REQUIREMENT :: Revise the entries below by substituting "Exercise" for each occurrence of "Practice", leaving all other text unchanged.

TASK INPUTS ::
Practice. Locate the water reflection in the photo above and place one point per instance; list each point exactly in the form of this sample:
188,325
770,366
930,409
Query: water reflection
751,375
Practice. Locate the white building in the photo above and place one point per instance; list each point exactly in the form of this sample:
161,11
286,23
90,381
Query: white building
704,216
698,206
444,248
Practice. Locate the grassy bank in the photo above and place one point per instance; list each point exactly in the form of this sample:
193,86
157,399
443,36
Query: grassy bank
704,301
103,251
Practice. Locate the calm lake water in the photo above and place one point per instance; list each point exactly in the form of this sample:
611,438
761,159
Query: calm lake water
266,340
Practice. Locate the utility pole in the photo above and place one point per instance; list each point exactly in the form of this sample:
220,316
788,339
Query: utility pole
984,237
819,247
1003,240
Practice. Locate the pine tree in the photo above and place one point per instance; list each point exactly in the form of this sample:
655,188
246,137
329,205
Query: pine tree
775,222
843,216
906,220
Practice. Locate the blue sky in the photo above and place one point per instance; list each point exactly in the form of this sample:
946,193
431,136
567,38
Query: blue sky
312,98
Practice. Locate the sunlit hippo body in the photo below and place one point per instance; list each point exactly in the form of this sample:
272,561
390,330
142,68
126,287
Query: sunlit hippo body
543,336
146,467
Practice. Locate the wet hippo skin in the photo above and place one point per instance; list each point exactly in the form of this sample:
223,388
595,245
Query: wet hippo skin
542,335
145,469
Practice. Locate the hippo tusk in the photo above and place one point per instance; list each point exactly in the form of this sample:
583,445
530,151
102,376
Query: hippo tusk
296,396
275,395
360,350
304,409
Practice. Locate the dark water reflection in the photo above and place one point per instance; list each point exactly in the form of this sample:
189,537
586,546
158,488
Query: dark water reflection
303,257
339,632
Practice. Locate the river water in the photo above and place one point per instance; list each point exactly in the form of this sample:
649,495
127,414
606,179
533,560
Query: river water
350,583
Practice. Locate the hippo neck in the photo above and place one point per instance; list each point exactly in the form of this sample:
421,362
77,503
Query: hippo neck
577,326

SOLVED EXERCISE ::
Exercise. Locate the water reflection in the photo above and place one point per instance; list each point exactly in the form of this sample:
188,325
770,366
930,409
Query: water reflection
751,375
Exercise. Locate the white building in the photo above and place one point per instance; list each point exactly in the form of this sample:
161,11
286,23
90,381
Query: white building
704,216
698,206
444,248
Exercise. Locate the grassy bank in the photo above and place one point per instance; list each point exactly in the form of this sample:
193,86
157,399
443,36
Query: grassy bank
704,301
103,251
Exercise. Locate the calm lake water in the photo above and place one point per instance; list each point exactly in the form of this sample:
611,438
761,159
Query: calm lake water
266,340
Exercise. Locate the utility pole in the photo above and place one point per instance; list each point exactly in the form of this sample:
220,316
788,339
Query: utility pole
984,237
819,247
1003,240
Exercise. Locate the pine tree in the photo above and place one point per instance; list each point exactly in the form of this sample:
655,188
246,137
329,205
Query: pine tree
775,222
843,216
906,220
Exercise. Locate the blue sky in the photo above and place one point per instance; list each point exactly in the form of this sample:
946,193
431,136
567,38
Query: blue sky
312,98
Exercise. Locate the sunlit hippo body in the photo below and place one point per instance; list each point exactly in the form of this sample:
272,561
390,330
142,68
126,287
Query: sunlit hippo body
543,336
146,467
Exercise. Locate the wet hippo skin in the photo above and place one point per instance; list each point exactly in the form of this sample:
223,388
595,245
Query: wet hippo skin
542,335
145,469
Exercise. Locate the hippo tusk in the photo above and place one point per instance; list each point exactly in the form of this sample:
583,445
530,151
102,376
Query: hippo tusk
296,396
275,395
360,350
304,409
Exercise. Locate the dark water reflection in the photo above and place one point per instance; list each point exactly in the form of this sample:
189,537
586,546
158,488
Query: dark water reflection
303,257
339,632
Exercise. Locate the river water in the photo above and place one point per instance; list each point exactly in the form of this sample:
649,495
127,414
606,179
533,560
Query: river water
350,583
Exercise. Locate the hippo neck in the photo above and place one point per instance; list each point exactly in the form of this sample:
421,362
77,503
Query: hippo neck
577,326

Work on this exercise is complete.